**PROBLEMS:**
A. Reproduce the passage from the piano album post starting with "I know I’ve" and going on through "your comfort zone.".
B. List every calendar date or year mentioned in the piano album post.

**EXCERPT TO READ:**

"""

What Goes into Making a Piano Album… And an Official Release Announcement!

With my first year of grad school behind me, and six months since my last post, you can say there’s a lot to catch up on—both on this blog and in life, I suppose.  But I’m going to cut to the chase with what’s going on right now:

I’m recording my second solo piano album, Hematite!  It will be released on July 26th.

I know I’ve had six years to do this (my first one Airborne came out in 2013), but to be honest, I’m somehow scrambling to finish this by the deadline.  How can this be?

I’ve worked on this second album off and on since 2014, but I got sidetracked with other composition and engineering projects for college.  You can’t just write for solo piano if you want a degree in composition—nor can you just engineer your own single album if you want an audio degree.  You have to branch out and get out of your comfort zone.

"""

**LISTED RECORDS:**
"""

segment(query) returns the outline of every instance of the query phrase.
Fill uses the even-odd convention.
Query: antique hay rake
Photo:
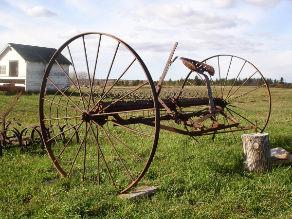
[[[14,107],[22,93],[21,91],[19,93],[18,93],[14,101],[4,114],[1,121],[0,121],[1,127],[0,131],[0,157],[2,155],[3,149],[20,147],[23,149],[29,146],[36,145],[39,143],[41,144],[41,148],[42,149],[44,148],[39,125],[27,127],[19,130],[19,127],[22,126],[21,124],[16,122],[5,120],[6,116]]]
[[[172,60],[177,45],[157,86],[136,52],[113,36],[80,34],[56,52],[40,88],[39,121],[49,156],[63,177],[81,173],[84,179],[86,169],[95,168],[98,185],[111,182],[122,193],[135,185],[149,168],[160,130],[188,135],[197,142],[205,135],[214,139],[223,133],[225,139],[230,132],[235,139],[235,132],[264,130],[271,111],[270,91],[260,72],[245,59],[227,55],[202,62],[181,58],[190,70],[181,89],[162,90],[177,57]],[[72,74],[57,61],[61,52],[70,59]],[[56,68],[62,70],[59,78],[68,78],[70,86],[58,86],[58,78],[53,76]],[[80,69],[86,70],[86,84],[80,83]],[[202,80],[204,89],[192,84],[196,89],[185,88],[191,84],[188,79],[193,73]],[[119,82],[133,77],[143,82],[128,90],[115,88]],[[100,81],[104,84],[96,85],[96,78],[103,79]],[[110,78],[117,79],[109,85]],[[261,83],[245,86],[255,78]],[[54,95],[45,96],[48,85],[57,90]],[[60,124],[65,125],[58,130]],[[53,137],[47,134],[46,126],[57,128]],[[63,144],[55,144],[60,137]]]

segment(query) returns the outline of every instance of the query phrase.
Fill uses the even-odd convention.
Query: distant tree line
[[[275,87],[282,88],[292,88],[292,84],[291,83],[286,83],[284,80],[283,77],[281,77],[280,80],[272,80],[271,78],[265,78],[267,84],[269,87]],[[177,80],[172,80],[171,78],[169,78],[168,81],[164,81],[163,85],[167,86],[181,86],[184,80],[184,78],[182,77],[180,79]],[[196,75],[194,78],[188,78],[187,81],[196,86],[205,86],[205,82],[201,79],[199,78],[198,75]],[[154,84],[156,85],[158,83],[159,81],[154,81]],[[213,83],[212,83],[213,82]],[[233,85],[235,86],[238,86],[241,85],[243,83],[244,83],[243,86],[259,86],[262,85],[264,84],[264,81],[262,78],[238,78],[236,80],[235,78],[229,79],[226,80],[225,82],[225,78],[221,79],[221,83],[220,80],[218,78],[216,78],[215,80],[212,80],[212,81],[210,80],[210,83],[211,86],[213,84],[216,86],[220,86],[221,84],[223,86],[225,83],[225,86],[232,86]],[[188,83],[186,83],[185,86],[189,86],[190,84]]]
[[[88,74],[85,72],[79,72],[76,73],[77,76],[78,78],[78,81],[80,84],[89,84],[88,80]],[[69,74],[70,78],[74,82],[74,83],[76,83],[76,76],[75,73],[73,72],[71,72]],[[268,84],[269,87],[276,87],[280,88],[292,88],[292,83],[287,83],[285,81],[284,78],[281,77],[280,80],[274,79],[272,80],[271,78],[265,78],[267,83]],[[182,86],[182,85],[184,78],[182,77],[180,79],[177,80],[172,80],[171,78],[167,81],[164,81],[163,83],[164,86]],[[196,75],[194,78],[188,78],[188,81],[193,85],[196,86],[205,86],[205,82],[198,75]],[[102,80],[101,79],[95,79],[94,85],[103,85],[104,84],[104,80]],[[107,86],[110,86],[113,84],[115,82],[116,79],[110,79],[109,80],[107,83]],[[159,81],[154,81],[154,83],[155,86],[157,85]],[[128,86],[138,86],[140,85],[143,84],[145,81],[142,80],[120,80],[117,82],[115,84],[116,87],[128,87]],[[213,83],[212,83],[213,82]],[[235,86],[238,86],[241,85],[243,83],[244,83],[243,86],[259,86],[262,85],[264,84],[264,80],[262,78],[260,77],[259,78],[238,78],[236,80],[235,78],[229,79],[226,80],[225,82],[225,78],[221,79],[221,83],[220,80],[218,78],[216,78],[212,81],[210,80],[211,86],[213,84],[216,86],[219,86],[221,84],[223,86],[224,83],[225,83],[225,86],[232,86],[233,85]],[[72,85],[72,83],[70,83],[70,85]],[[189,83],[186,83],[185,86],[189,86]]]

"""
"""

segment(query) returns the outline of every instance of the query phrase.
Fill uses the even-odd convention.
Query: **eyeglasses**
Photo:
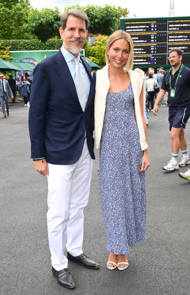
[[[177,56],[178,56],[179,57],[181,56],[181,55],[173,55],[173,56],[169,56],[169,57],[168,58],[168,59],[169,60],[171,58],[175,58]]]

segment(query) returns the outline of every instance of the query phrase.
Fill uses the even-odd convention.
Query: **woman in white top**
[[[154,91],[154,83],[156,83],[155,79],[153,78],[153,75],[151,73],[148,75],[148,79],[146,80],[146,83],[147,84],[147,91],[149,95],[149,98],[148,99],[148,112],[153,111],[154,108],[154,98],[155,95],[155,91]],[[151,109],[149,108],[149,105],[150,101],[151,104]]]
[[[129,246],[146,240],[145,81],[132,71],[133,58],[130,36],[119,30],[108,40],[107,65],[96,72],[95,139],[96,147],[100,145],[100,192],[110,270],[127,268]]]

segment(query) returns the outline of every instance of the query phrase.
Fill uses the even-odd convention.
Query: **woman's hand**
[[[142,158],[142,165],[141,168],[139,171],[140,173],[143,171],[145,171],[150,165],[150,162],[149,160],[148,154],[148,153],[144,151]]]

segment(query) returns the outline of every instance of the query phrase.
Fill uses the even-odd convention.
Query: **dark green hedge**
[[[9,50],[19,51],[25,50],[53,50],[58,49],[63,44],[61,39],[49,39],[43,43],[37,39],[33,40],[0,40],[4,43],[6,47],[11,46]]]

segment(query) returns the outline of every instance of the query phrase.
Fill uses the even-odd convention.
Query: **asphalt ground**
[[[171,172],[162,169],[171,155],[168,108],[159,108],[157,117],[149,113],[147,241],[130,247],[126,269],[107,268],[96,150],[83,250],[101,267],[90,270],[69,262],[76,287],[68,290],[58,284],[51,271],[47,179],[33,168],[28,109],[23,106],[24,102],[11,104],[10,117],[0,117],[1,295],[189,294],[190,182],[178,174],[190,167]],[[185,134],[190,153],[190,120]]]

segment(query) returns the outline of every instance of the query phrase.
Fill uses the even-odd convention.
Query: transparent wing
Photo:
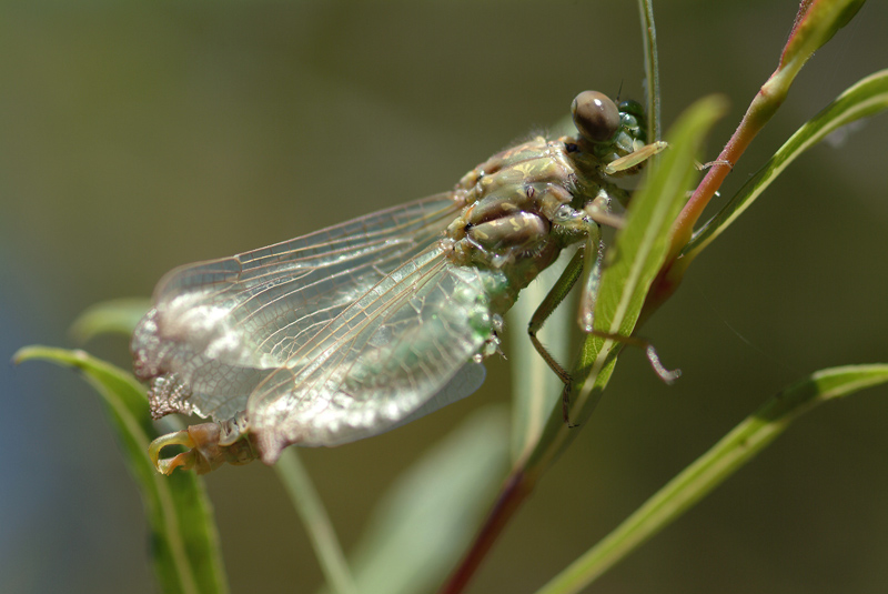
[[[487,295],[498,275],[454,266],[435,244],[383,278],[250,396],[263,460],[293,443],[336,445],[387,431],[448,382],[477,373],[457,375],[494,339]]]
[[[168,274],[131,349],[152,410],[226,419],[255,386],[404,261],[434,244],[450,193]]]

"""

**EXERCISE SOLUTIONS:**
A.
I know I’ve had six years to do this (my first one Airborne came out in 2013), but to be honest, I’m somehow scrambling to finish this by the deadline.  How can this be?

I’ve worked on this second album off and on since 2014, but I got sidetracked with other composition and engineering projects for college.  You can’t just write for solo piano if you want a degree in composition—nor can you just engineer your own single album if you want an audio degree.  You have to branch out and get out of your comfort zone.

B.
July 26th
2013
2014